* start DATA *

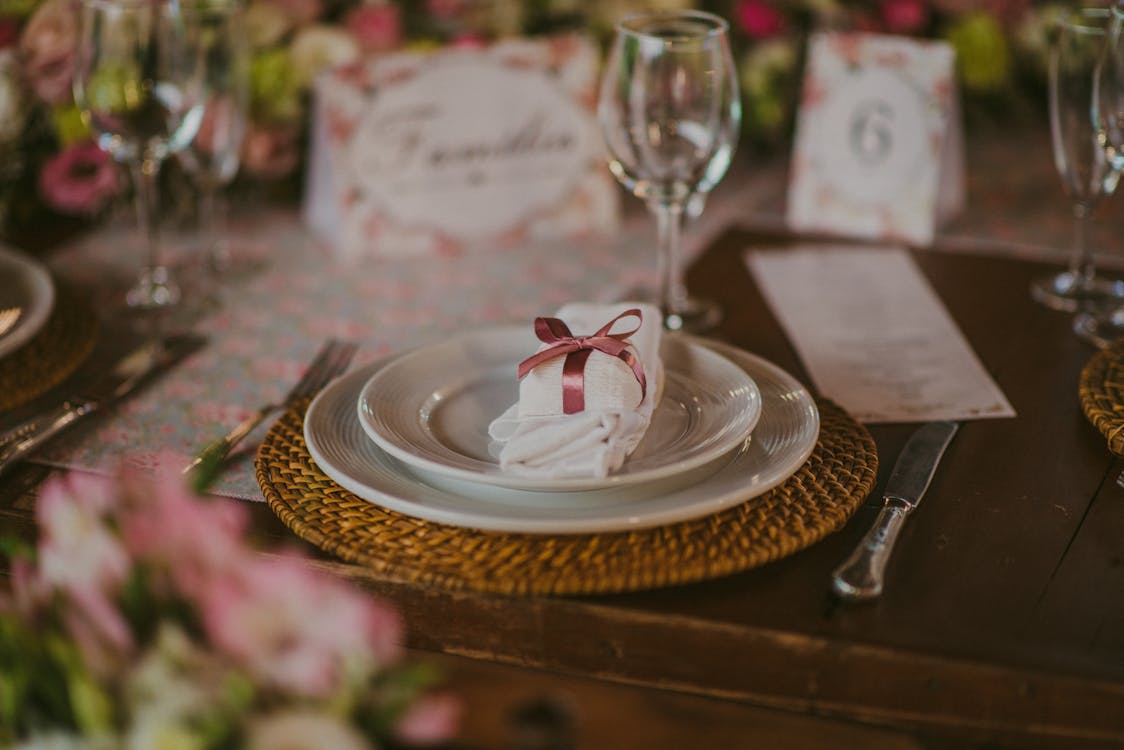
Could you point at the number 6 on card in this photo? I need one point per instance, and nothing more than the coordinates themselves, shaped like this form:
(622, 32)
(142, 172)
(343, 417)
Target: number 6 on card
(878, 151)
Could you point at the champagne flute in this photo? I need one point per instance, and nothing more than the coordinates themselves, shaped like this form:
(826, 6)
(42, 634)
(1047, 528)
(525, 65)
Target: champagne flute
(1087, 172)
(138, 84)
(212, 155)
(1102, 327)
(670, 115)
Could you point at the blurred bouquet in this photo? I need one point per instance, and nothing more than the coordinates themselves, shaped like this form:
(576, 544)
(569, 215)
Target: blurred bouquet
(1000, 45)
(48, 160)
(145, 621)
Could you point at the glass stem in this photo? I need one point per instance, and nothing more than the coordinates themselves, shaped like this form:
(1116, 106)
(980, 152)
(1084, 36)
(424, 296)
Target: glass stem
(154, 288)
(1081, 268)
(669, 218)
(212, 217)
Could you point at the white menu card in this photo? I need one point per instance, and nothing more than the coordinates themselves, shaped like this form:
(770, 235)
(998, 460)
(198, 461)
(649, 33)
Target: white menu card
(434, 153)
(873, 335)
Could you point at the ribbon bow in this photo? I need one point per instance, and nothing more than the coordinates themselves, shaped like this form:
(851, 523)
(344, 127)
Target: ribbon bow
(577, 350)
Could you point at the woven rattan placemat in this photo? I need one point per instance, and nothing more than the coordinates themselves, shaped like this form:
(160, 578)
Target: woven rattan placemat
(1102, 394)
(815, 502)
(63, 343)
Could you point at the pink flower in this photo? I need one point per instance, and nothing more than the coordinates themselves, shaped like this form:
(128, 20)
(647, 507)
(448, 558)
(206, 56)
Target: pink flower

* end DATA *

REQUIREMENTS:
Rewrite the lines above as a two-column Markdown table headed "Row" and "Line," giving each line its own numbered row. Skip any blank lines and leave the pictures out.

SOLVED EXERCISE:
| Row | Line |
|---|---|
| 1 | Could you point at the number 6 on card in this photo? I need one point per instance, and nothing more than the coordinates themselves, shaped like this form: |
| 2 | (622, 32) |
| 3 | (142, 172) |
| 4 | (343, 417) |
| 5 | Target: number 6 on card |
| 6 | (878, 151) |
| 7 | Could you point at the champagne flute in this photo? I need one point per instance, and nothing more than the coordinates themselves, shaped like this form: |
| 8 | (826, 6) |
| 9 | (42, 634) |
| 10 | (1047, 528) |
| 11 | (525, 65) |
| 12 | Target: champagne flute |
| 13 | (1087, 172) |
| 14 | (138, 84) |
| 15 | (212, 155) |
| 16 | (1102, 327) |
| 17 | (670, 115) |
| 18 | Could you point at the blurred bouquet in this photo? I need one point per instance, and nothing more than the coordinates themselves, shaped like this form: |
| 19 | (576, 544) |
| 20 | (569, 215) |
| 21 | Target: blurred bouquet |
| 22 | (1000, 45) |
| 23 | (48, 160) |
| 24 | (145, 621) |
| 25 | Could you point at the glass stem in this photo? I need one point per instance, and nothing more than the coordinates themselves, shaped like this form: |
| 26 | (1116, 106) |
| 27 | (980, 152) |
| 28 | (1084, 36) |
| 29 | (424, 296) |
| 30 | Target: glass stem |
| 31 | (154, 288) |
| 32 | (1081, 268) |
| 33 | (669, 218) |
| 34 | (212, 217) |
| 35 | Could you point at the white menu card in this photo? I need one point per instance, and nothing more than the coordinates themselves, shaped like this form: |
| 36 | (770, 235) |
| 37 | (998, 460) |
| 38 | (198, 461) |
| 39 | (649, 33) |
| 40 | Target: white menu card |
| 41 | (434, 153) |
| 42 | (873, 335) |
| 43 | Could you point at the ribbon bow in this photo? I need one point per instance, and nothing more than the coordinates themselves, shaped like this form: |
| 44 | (851, 523) |
| 45 | (344, 127) |
| 46 | Target: ribbon bow |
| 47 | (577, 350) |
| 48 | Could you point at the woven rattan placemat in this photo? I need one point per instance, and nothing more than the coordinates themselves, shaped like this form: |
| 49 | (160, 578) |
| 50 | Target: woven rattan placemat |
| 51 | (1102, 394) |
| 52 | (815, 502) |
| 53 | (63, 343) |
| 54 | Could you point at the pink flower in this photo? I need one point per instance, and nothing more than the coordinates themselves, shaped like this form: |
| 55 | (128, 20) |
| 56 | (647, 507) |
| 57 | (448, 558) |
| 58 | (206, 56) |
| 59 | Target: pink flower |